- **Exercise details**
Could you transcribe the whole listing, keeping every line exactly the same?

---------- Study material

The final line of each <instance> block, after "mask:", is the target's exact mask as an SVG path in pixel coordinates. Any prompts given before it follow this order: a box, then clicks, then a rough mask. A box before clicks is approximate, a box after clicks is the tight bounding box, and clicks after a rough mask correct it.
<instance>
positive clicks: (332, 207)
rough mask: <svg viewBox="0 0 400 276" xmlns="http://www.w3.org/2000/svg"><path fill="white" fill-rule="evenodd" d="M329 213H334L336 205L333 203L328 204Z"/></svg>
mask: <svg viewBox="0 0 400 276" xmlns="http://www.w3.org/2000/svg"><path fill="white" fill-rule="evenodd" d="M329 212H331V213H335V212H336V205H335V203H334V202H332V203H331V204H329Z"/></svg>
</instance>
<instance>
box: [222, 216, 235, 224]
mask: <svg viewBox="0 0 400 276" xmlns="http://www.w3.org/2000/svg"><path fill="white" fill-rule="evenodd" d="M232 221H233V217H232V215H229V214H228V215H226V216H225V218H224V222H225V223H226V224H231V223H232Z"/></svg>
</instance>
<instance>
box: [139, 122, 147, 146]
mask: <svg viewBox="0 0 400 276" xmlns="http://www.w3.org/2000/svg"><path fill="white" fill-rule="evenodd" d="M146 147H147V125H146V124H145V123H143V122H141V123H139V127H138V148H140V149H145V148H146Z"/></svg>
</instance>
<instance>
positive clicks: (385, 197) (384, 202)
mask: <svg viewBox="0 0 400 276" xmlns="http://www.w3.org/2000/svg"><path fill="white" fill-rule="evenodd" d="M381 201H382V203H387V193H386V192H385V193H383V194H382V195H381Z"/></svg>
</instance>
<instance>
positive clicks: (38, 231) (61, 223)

--------------------

- **Worked solution**
The final line of each <instance> block, after "mask:", is the target's exact mask as an SVG path in pixel coordinates. Any prompts given before it follow this order: a box, then clicks, then a rough mask. A box before clicks is approximate, a box after clicks is the tight bounding box, and clicks after a rough mask correct it.
<instance>
positive clicks: (332, 207)
rough mask: <svg viewBox="0 0 400 276" xmlns="http://www.w3.org/2000/svg"><path fill="white" fill-rule="evenodd" d="M329 213H334L336 205L333 203L328 204Z"/></svg>
mask: <svg viewBox="0 0 400 276" xmlns="http://www.w3.org/2000/svg"><path fill="white" fill-rule="evenodd" d="M329 212H331V213H335V212H336V205H335V203H334V202H332V203H331V204H329Z"/></svg>
</instance>
<instance>
box: [222, 216, 235, 224]
mask: <svg viewBox="0 0 400 276" xmlns="http://www.w3.org/2000/svg"><path fill="white" fill-rule="evenodd" d="M232 221H233V217H232V215H229V214H228V215H226V216H225V218H224V222H225V223H226V224H231V223H232Z"/></svg>
</instance>
<instance>
box: [139, 122, 147, 146]
mask: <svg viewBox="0 0 400 276" xmlns="http://www.w3.org/2000/svg"><path fill="white" fill-rule="evenodd" d="M146 147H147V125H146V124H145V123H143V122H141V123H139V127H138V148H140V149H145V148H146Z"/></svg>
</instance>
<instance>
positive clicks: (385, 197) (384, 202)
mask: <svg viewBox="0 0 400 276" xmlns="http://www.w3.org/2000/svg"><path fill="white" fill-rule="evenodd" d="M381 201H382V203H387V193H386V192H385V193H383V194H382V195H381Z"/></svg>
</instance>
<instance>
positive clicks: (38, 231) (61, 223)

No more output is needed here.